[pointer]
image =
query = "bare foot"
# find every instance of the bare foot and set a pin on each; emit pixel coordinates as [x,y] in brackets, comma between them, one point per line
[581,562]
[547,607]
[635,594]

# [Task directions]
Reproduce the data above line for line, keeping every character unchanged.

# [Response to this exercise]
[pointer]
image =
query = "bare foot"
# find every instance of the bare foot and set a pin on each; emit pixel coordinates as [x,y] in brackets, comma between them, one point per line
[581,562]
[547,607]
[635,594]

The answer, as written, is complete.